TASK STATEMENT =>
Which lines in the records below contain the string "wing"? Pick out and copy each of them, and treat uppercase and lowercase as different.

INFORMATION GIVEN =>
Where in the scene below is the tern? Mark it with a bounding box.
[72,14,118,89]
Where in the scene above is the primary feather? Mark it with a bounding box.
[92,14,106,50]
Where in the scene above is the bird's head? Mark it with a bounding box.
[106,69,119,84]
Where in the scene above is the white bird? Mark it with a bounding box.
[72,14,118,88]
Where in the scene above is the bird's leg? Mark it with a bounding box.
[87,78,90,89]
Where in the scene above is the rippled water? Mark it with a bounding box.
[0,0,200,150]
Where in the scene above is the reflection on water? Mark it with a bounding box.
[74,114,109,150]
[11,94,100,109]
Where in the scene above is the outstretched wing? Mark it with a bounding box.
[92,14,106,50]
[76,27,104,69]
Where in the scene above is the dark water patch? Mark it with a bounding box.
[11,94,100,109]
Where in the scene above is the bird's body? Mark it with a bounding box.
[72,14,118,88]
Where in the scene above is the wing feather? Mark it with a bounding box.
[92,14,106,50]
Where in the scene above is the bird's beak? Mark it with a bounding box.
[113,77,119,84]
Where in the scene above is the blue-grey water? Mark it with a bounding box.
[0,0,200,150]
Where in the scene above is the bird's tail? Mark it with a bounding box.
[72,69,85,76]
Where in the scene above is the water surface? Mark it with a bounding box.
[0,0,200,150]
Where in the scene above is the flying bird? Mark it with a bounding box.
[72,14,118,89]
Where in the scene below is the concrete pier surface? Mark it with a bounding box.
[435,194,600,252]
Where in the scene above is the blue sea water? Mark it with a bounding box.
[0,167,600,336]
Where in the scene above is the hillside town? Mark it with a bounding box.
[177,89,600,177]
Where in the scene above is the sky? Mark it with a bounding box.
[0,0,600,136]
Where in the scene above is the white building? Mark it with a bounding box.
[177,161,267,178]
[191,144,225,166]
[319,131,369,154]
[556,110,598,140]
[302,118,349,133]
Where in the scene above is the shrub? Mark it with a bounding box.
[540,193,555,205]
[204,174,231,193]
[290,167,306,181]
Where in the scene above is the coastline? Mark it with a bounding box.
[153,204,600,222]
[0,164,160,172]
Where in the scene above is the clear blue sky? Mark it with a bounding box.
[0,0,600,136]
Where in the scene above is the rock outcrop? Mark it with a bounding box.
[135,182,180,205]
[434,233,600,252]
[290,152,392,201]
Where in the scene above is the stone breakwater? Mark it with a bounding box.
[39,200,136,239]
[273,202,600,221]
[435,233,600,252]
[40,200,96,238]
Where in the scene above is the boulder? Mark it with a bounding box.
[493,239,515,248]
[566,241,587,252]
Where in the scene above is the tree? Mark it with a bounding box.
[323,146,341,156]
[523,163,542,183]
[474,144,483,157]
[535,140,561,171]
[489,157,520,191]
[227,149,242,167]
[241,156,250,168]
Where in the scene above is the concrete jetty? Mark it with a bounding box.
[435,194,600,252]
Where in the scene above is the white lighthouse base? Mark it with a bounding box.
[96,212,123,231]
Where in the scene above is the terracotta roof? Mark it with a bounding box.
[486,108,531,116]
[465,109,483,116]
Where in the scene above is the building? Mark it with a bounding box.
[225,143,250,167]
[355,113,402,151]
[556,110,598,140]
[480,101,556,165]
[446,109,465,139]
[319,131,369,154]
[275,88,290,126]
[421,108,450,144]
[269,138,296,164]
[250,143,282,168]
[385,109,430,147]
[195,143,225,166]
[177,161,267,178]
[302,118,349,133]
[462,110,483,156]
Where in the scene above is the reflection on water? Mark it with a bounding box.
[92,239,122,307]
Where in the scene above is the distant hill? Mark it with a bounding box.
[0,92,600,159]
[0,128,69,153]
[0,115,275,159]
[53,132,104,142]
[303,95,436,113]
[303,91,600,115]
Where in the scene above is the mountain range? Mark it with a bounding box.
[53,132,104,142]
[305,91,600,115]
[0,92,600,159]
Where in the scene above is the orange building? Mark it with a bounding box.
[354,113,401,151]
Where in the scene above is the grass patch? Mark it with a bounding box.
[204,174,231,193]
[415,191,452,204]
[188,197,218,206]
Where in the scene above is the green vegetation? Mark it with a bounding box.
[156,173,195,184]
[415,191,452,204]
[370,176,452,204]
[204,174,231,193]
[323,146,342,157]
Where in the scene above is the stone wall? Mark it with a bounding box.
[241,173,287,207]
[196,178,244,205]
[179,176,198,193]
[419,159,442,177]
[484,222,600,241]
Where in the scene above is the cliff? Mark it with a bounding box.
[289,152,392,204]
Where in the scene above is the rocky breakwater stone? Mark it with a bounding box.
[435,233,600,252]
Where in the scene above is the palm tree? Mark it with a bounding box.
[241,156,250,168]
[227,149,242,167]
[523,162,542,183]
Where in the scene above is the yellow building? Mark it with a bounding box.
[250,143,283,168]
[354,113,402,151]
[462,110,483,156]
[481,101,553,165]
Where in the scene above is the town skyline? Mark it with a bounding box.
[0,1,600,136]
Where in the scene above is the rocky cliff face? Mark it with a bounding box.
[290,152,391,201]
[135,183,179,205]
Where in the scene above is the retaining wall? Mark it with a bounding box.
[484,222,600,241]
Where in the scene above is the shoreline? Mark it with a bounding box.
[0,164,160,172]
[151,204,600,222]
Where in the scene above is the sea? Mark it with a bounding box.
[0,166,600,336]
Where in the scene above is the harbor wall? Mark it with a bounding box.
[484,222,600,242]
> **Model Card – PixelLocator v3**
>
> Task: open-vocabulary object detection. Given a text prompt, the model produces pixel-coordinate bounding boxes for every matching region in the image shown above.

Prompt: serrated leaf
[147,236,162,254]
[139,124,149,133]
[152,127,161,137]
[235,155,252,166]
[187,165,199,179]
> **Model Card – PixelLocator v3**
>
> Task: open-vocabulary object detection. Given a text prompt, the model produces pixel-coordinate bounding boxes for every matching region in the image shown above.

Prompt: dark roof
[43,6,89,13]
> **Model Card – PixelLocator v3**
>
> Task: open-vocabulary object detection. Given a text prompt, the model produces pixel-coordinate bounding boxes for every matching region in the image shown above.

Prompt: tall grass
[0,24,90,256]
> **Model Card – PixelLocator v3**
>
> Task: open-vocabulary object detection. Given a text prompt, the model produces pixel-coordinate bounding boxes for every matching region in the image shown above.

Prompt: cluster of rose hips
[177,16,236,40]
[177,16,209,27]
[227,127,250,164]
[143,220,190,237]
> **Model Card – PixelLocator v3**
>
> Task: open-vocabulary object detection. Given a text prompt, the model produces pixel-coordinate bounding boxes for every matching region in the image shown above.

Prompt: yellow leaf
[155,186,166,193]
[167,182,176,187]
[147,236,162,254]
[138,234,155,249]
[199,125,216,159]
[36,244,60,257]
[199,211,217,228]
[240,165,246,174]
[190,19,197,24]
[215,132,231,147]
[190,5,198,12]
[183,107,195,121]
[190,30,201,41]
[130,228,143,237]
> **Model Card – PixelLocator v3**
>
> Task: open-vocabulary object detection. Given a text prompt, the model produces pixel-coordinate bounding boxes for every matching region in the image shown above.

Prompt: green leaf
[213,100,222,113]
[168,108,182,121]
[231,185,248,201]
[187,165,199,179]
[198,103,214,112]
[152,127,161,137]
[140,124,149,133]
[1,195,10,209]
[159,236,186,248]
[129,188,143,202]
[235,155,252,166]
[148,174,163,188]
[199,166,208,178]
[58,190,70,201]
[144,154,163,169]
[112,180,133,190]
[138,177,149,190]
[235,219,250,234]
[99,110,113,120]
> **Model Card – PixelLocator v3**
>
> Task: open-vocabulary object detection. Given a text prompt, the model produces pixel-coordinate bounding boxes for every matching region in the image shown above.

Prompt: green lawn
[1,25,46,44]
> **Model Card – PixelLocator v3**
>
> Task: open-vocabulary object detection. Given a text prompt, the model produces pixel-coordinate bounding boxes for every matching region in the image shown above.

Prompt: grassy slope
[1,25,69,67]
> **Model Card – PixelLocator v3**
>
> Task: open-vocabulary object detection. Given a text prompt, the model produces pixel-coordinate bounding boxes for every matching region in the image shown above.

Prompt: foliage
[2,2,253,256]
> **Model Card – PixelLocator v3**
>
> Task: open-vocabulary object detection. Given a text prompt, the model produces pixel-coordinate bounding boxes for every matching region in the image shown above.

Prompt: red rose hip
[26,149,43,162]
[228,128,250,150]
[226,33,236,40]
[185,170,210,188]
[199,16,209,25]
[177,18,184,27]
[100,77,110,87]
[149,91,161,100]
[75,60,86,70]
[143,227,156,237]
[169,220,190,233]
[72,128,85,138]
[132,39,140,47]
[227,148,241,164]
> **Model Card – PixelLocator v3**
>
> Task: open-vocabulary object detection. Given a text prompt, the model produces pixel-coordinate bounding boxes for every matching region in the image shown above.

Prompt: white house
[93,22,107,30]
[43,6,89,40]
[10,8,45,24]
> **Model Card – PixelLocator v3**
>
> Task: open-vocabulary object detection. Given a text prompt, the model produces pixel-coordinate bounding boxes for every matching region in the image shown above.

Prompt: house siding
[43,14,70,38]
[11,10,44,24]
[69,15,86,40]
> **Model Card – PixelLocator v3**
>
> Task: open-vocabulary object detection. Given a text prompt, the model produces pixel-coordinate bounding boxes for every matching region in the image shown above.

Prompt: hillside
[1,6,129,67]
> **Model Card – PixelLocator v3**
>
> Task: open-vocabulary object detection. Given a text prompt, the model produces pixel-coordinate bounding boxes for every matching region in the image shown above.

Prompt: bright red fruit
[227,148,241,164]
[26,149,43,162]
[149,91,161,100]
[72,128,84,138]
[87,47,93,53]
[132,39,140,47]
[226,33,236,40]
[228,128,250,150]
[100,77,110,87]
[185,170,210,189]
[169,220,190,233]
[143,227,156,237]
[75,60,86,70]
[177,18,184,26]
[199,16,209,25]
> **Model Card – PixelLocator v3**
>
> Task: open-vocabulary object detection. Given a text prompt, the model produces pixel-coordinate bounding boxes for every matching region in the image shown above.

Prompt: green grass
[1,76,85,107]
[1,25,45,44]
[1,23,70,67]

REPLY =>
Where in the scene above is the outstretched wing? Mark it with a bounding box.
Where in the scene above is the wing feather? Mark it with a bounding box.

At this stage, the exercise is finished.